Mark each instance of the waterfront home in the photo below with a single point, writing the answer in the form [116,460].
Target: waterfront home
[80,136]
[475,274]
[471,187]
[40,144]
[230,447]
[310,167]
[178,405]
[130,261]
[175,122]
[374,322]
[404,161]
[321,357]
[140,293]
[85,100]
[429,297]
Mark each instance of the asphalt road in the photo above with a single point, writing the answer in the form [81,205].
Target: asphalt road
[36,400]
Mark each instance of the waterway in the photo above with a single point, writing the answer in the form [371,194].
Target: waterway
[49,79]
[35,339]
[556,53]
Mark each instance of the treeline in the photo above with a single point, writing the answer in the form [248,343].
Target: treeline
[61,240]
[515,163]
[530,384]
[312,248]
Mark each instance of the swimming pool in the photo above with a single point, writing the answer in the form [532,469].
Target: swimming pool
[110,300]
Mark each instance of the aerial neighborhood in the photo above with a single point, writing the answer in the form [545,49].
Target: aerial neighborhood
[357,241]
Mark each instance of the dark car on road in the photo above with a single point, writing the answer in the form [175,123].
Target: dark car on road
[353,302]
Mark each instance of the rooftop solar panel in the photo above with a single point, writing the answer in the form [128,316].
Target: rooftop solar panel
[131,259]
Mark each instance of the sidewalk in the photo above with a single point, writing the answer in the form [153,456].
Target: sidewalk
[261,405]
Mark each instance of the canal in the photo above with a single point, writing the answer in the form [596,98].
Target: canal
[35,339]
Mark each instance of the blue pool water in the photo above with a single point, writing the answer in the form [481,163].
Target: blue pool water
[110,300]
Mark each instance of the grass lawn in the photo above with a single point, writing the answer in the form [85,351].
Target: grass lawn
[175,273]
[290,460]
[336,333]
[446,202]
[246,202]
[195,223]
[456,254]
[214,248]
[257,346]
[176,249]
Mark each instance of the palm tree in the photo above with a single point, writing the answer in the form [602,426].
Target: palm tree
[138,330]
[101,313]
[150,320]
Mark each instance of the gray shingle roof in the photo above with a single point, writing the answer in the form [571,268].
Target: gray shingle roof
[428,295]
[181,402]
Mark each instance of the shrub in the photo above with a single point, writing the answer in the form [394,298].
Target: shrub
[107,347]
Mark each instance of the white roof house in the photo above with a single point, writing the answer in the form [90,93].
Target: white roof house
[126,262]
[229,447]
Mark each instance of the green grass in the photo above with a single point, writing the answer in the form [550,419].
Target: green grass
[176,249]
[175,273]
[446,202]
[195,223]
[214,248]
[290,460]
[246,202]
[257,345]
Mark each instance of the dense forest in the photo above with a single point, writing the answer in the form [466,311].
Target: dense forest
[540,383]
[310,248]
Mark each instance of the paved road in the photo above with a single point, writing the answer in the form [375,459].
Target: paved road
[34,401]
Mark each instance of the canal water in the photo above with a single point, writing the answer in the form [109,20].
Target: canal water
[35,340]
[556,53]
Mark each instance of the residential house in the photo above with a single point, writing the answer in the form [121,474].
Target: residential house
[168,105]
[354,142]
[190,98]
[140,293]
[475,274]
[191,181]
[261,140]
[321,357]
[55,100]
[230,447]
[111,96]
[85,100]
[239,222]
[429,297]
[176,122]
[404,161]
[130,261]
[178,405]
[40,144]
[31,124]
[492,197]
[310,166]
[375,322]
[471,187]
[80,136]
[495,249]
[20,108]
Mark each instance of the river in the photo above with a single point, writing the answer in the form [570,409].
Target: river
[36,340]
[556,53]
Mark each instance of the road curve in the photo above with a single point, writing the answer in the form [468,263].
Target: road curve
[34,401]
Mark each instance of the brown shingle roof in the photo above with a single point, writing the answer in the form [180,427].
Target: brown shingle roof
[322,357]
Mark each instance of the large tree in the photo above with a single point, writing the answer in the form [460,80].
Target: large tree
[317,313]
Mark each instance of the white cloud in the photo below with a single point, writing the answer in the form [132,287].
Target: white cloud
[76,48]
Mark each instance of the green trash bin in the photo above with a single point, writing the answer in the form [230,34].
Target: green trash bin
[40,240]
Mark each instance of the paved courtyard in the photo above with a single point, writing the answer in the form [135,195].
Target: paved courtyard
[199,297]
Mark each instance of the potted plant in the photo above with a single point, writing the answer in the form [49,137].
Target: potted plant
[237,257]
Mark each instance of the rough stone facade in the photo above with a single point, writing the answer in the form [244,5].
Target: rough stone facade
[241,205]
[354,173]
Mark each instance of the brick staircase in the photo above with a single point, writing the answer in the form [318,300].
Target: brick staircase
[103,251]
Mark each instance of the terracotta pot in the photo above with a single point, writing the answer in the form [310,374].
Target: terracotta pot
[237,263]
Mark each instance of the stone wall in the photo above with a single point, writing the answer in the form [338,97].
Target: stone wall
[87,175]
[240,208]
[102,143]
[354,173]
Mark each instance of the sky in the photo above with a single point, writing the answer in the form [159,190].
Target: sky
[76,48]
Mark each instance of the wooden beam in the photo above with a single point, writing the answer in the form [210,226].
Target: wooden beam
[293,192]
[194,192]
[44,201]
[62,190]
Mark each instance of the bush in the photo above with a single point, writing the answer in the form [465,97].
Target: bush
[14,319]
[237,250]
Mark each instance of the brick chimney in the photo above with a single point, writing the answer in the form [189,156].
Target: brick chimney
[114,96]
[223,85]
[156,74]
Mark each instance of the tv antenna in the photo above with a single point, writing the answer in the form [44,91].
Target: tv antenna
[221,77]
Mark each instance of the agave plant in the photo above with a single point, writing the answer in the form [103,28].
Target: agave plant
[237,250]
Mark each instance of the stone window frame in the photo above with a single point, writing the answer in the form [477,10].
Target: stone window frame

┄┄┄┄┄┄┄┄┄┄

> SET EXERCISE: Write out all of the records above word for word, with nothing changed.

> FULL RESPONSE:
Mark each instance of the waterfront home in the photo below with a single point, writing the answer in the form [116,460].
Target: waterfront home
[80,136]
[475,274]
[471,187]
[40,144]
[230,447]
[310,167]
[178,405]
[130,261]
[175,122]
[374,322]
[404,161]
[321,357]
[140,293]
[85,100]
[429,297]
Mark each instance of the asphalt road in the photo above with a single point, writing the answer in the form [81,205].
Target: asphalt road
[36,400]
Mark each instance of the waterway in the photo above with a single point, writing the answer in the form [371,194].
Target: waterway
[49,79]
[35,339]
[556,53]
Mark each instance of the treeline in the photo above with a single point, writing the answer in the form [248,343].
Target: treeline
[61,240]
[515,163]
[530,384]
[312,248]
Mark each instance of the swimming pool in the photo above with a single point, writing the answer in the form [532,469].
Target: swimming pool
[110,300]
Mark each instance of the aerial neighborhood in the photo above with a single point, writing the answer in the form [545,49].
Target: aerial neighborhood
[357,241]
Mark each instance of the dark car on road in the photo above with a single point, writing the answer in the form [175,123].
Target: dark car on road
[353,302]
Mark each instance of the rooftop solar panel in the photo above with a single point, writing the answer in the form [128,316].
Target: rooftop solar panel
[131,259]
Mark each instance of the sidewalk in the photo above with a single point, writing the answer in the form [153,456].
Target: sidewalk
[261,405]
Mark each instance of the canal in the photo above with a single point, writing the answer in the form [596,98].
Target: canal
[35,339]
Mark each instance of the blue pool water in the photo above with a single point, writing the answer in the form [481,163].
Target: blue pool water
[110,300]
Mark each instance of the grass lawn in the photo above with a single point, writing the answer in the form [85,351].
Target: grass lawn
[175,273]
[290,460]
[336,333]
[446,202]
[246,202]
[195,223]
[456,254]
[214,248]
[257,346]
[176,249]
Mark each instance of the palm tree in the photo above with a single point, writing the answer in the form [602,426].
Target: palm tree
[138,330]
[101,313]
[150,320]
Mark each instance of the gray shingle roof in the photo above with a single point, writing the answer in the form [571,268].
Target: gray shingle roof
[428,295]
[181,402]
Mark each instance of the shrub in the photo above with a single point, writing the answer in the form [394,298].
Target: shrub
[107,347]
Mark each instance of the white roof house in the photo above with a single point, writing the answer in the form [90,93].
Target: white roof house
[126,262]
[229,447]
Mark each instance of the green grass in the photo above with a single point, writing the answer in the form [550,419].
Target: green grass
[176,249]
[175,273]
[446,202]
[195,223]
[214,248]
[290,460]
[246,202]
[257,345]
Mark each instance of the dense forest in the photo above with a single point, writing the answer in the form [466,311].
Target: dense forest
[540,383]
[310,248]
Mark each instance of the paved road in the photo above with a single point, writing the answer in the form [375,459].
Target: paved road
[34,401]
Mark each instance of the canal water in the photo above with a single point, writing the answer in the form [109,20].
Target: canal water
[35,340]
[556,53]
Mark each instance of the residential house in the photo above with a single point, writing the answer in the form [121,474].
Target: residential house
[168,105]
[354,142]
[190,98]
[140,293]
[475,274]
[191,181]
[261,140]
[321,357]
[55,100]
[230,447]
[111,96]
[85,100]
[239,222]
[429,297]
[176,122]
[404,161]
[130,261]
[178,405]
[40,144]
[31,124]
[492,197]
[310,166]
[375,322]
[471,187]
[80,136]
[495,249]
[20,108]
Mark each instance of the river in the photo above with a single point, writing the answer in the form [570,409].
Target: river
[36,340]
[556,53]
Mark each instance of the road curve in the photo above with a single point, writing the answer in the form [468,263].
Target: road curve
[34,401]
Mark each instance of the brown shingle roof in the photo above with a single point, writing the answer in the form [180,427].
Target: brown shingle roof
[322,357]
Mark each instance of the large tree in the photo above with a single point, writing the answer in the form [460,80].
Target: large tree
[317,313]
Mark each instance of the white cloud in the photo below with a single point, writing the answer in the form [132,287].
Target: white cloud
[76,48]
Mark each instance of the green trash bin in the photo above with a single point, writing the answer in the form [230,34].
Target: green trash bin
[40,240]
Mark each instance of the paved courtyard in the photo above with a single point, writing the answer in the form [135,195].
Target: paved courtyard
[199,297]
Mark each instance of the potted plant in the photo above with a single point, writing the answer in the form [49,137].
Target: potted plant
[237,257]
Mark each instance of the rough stone facade in the photo above with a single point, writing the answer in the form [244,5].
Target: rough stone facade
[241,205]
[354,173]
Mark each instance of the brick staircase in the photo above with a single point, writing the answer in the form [318,300].
Target: brick staircase
[103,251]
Mark each instance of the terracotta pot in the photo above with a single point, writing the answer in the form [310,374].
Target: terracotta pot
[237,263]
Mark each instance of the stone wall in the photo above with a single point, writing the answer in the form [338,97].
Target: stone wall
[87,175]
[240,208]
[102,143]
[354,173]
Mark each instance of the sky in the photo above with a single point, writing the answer in the form [159,190].
Target: sky
[76,48]
Mark each instance of the wooden beam in the photo above with a single point, writing the answer in the form [210,226].
Target: wooden beam
[293,192]
[194,192]
[44,201]
[62,190]
Mark each instance of the bush in the photo above with a single point, writing the answer in the form [465,97].
Target: bush
[14,319]
[237,250]
Mark each instance of the brick chimney in the photo above with a single point, writing the answer in the form [189,156].
Target: brick chimney
[114,96]
[223,85]
[156,74]
Mark each instance of the tv antenna in the photo above with a single point, writing the answer in the form [44,91].
Target: tv antenna
[221,77]
Mark each instance of the agave plant in the photo above with a single point, writing the answer in the form [103,28].
Target: agave plant
[237,250]
Mark each instance of the stone window frame in the photo above with a single point, writing the answer in the form [477,10].
Target: stone window frame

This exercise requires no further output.